[Collected data entries]
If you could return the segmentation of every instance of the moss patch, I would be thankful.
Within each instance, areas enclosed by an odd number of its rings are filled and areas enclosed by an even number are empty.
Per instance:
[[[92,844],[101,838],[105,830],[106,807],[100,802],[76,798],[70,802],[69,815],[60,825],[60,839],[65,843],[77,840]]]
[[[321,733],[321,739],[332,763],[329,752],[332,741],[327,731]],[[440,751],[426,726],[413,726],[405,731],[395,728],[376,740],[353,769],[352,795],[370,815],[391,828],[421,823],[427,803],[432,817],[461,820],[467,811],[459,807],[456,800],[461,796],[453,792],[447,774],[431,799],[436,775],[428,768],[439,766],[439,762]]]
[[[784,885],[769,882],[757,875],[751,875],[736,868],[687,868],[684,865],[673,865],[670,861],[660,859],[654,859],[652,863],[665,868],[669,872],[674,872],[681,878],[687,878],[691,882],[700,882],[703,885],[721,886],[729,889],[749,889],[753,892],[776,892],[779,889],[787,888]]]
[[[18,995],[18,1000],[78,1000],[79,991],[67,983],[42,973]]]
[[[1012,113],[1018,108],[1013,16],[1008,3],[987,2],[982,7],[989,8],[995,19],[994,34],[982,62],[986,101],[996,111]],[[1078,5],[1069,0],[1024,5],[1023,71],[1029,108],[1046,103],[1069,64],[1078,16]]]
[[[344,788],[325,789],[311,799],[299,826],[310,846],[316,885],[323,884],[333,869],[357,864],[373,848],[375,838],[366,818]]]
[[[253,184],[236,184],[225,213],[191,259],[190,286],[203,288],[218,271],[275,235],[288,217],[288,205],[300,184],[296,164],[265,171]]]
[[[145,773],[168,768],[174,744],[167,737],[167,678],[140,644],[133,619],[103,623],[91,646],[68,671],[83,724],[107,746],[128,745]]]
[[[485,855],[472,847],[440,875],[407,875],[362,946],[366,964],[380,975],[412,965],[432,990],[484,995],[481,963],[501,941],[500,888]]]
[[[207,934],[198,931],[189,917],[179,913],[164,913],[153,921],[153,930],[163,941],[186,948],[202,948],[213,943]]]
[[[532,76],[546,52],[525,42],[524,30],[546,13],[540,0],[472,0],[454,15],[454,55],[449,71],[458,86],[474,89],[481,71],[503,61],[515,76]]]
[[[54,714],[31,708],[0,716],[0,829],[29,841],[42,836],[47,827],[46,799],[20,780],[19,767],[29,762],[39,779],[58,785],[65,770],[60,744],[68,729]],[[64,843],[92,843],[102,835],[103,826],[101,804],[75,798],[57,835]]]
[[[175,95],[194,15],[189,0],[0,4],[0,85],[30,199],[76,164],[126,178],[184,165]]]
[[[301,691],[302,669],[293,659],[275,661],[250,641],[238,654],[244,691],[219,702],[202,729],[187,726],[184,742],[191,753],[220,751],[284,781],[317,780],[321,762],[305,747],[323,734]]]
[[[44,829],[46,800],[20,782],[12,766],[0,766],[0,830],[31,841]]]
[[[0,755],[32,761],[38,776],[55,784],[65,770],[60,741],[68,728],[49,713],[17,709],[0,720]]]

- [What the task requires]:
Write out exactly the lines between the start of the entries and the line containing "Within each instance, areas", including that line and the first one.

- [Answer to this problem]:
If you could return the segmentation of every instance of the moss patch, I would be thankful.
Within each instance, areas enclosed by an odd number of its rings are filled and areas enclosed by an even number are empty.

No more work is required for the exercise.